SHORT PROBLEM:
Extract, exactly, the lines from the one containing "Would you mind marking the black" through the end of the records, including both ends, and omit the pictures from your answer.
○ ○ ○
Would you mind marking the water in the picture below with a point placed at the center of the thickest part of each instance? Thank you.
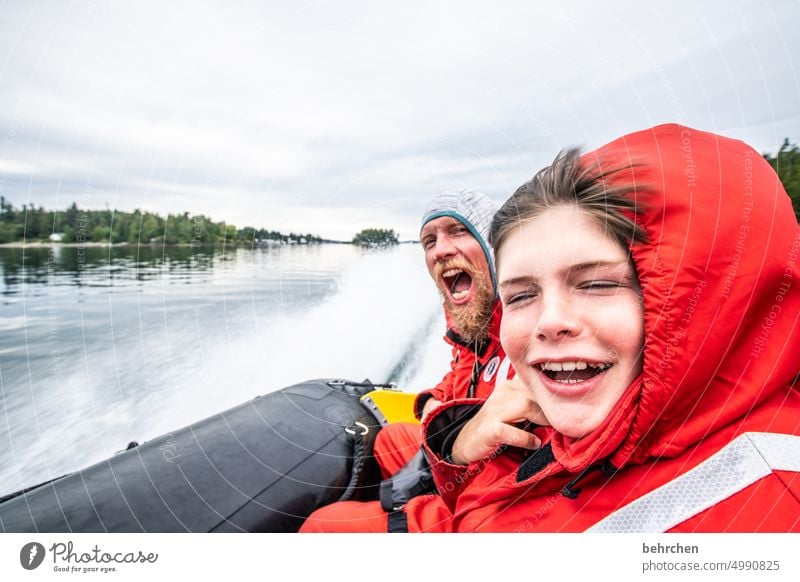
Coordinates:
(99, 347)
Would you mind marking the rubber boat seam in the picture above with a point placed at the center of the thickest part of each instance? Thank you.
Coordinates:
(253, 498)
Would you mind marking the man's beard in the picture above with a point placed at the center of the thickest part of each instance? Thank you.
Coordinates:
(472, 320)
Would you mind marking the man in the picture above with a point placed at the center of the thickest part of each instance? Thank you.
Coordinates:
(454, 231)
(453, 234)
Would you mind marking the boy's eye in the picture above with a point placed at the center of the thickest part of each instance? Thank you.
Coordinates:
(519, 299)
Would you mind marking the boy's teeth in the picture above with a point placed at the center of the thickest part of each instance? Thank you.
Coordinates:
(570, 366)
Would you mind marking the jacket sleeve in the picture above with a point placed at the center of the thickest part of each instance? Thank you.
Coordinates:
(439, 433)
(442, 392)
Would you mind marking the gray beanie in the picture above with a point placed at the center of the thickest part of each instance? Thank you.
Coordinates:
(472, 209)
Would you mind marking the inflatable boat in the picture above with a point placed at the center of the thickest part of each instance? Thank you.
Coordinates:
(262, 466)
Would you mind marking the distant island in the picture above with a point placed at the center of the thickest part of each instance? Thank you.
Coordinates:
(75, 225)
(30, 224)
(376, 237)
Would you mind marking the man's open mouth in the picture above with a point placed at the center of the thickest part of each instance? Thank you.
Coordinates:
(573, 372)
(458, 283)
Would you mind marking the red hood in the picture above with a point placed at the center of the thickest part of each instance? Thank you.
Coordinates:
(719, 281)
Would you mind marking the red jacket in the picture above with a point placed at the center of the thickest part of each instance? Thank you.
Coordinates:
(474, 370)
(718, 397)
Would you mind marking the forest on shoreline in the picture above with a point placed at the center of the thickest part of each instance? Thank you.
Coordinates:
(31, 224)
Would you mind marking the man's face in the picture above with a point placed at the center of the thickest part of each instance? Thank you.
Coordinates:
(458, 266)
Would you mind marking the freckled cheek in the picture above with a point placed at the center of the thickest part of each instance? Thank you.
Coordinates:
(515, 334)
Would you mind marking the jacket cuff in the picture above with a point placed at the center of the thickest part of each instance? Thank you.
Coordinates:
(422, 399)
(440, 431)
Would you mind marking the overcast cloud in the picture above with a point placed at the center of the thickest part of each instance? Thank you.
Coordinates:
(329, 117)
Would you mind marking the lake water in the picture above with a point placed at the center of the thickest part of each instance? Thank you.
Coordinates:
(99, 346)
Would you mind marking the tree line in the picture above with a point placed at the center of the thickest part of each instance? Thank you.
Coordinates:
(787, 165)
(138, 227)
(77, 225)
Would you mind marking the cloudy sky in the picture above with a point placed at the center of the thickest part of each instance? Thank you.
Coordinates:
(328, 117)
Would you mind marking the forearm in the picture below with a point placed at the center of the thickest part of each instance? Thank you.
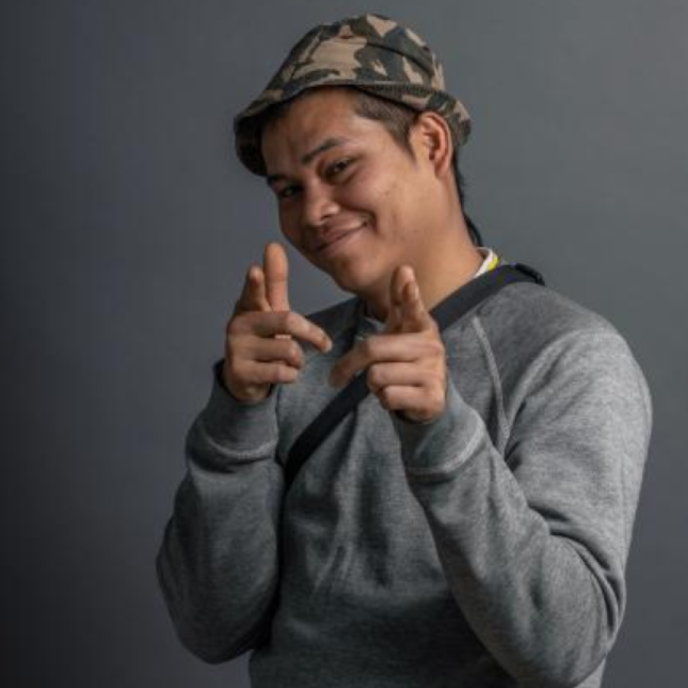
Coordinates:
(534, 545)
(218, 564)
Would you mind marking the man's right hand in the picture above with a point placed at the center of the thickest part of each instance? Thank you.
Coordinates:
(259, 349)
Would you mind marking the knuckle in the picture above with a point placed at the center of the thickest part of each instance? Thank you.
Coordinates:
(294, 352)
(290, 320)
(375, 376)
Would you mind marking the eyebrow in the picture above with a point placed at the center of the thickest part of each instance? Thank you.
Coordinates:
(308, 157)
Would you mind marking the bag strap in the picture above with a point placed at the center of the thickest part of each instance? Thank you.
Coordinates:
(447, 312)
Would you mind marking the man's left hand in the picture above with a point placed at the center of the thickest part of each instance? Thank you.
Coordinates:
(406, 362)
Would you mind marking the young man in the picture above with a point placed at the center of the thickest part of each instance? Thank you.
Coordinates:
(469, 522)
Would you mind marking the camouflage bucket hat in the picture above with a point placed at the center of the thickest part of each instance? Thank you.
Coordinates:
(369, 52)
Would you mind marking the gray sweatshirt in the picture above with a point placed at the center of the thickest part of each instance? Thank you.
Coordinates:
(486, 548)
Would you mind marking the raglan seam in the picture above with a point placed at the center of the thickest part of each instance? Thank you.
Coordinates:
(244, 454)
(503, 423)
(442, 469)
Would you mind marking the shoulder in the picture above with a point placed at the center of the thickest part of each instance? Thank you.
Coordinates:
(530, 317)
(534, 333)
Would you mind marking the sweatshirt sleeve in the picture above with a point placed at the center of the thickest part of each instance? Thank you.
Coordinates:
(218, 564)
(534, 543)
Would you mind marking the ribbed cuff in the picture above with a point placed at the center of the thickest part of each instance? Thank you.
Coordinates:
(236, 424)
(437, 449)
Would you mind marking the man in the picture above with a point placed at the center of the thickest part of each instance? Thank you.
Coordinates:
(469, 522)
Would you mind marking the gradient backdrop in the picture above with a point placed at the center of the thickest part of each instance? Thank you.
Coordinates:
(128, 226)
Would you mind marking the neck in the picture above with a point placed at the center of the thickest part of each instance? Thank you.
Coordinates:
(452, 263)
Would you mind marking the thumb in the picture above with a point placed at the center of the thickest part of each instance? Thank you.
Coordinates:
(253, 296)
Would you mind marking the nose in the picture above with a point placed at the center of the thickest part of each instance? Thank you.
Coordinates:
(318, 205)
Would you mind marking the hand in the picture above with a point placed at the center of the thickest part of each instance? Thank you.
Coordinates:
(259, 349)
(406, 363)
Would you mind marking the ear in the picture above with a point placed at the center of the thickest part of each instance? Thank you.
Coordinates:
(433, 141)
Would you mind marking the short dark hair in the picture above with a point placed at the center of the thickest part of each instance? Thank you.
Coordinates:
(398, 119)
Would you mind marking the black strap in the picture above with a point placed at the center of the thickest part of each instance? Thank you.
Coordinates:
(447, 312)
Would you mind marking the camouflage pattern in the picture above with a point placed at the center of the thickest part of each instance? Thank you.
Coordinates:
(370, 52)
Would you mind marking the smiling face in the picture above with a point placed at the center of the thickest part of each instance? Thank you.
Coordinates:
(351, 200)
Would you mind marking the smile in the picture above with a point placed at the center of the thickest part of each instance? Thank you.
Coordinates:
(339, 243)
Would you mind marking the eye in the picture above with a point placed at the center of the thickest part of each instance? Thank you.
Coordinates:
(287, 191)
(338, 167)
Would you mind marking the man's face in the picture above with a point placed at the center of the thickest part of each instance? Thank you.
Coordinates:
(351, 200)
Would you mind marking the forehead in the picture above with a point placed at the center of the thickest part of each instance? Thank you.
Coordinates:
(313, 117)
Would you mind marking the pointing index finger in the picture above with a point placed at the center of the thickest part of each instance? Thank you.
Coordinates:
(276, 269)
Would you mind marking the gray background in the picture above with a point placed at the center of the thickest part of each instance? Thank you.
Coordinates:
(128, 225)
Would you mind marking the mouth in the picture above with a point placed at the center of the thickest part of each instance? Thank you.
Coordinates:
(337, 240)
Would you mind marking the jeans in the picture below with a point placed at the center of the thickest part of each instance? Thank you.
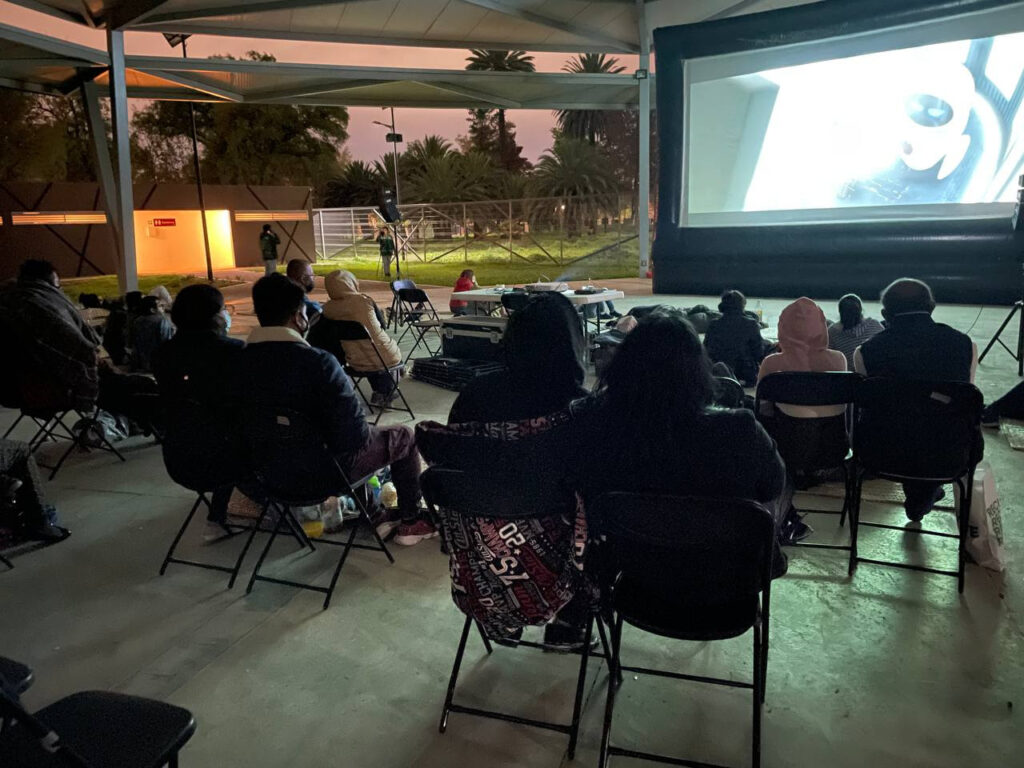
○ ○ ○
SOLVED PROBLEM:
Would you mind marking the black strap in the picture above with a point placed at the center of the thickest part of each instance? Thank you.
Coordinates:
(447, 312)
Would you mind marking the camouflage pattern in the picture above with a point placed at the center of the thickest part of each instance? Thank you.
Coordinates:
(370, 52)
Would you mind marking the smiling face in the picture above with a point placed at the center of the thickest part of each instance? Thank you.
Coordinates:
(351, 200)
Would you mind marking the smile in the picture above with a point placed at the center of the thickest part of each instance? Thank you.
Coordinates:
(339, 243)
Would you mind marking the eye in the picture above with a point placed at the center of the thickest part of each instance? Thank you.
Coordinates:
(287, 191)
(338, 167)
Would you mind marking the man's face in the picture above with a point placed at the center of the thickest part of each instance? Thank you.
Coordinates:
(351, 200)
Would you mind marking the forehead in the picture above with a point placed at the center of the thickest part of each instance? Thank you.
Coordinates:
(313, 117)
Would you mind marking the pointing index finger in the picture above with a point placed at the center of the thickest part of each instance? Thank you.
Coordinates:
(276, 269)
Would you mind marking the gray background in the picture above with a point placed at the center of the thickest part of each instance? Thank you.
Coordinates:
(128, 225)
Would you mind marking the mouth in the picture above with a point placed at the center of the thickest part of each instance? Thank you.
Coordinates:
(337, 240)
Would you mind marking the jeans in the picture below with a point placed at the center of the thickest part of each instance? Thank you.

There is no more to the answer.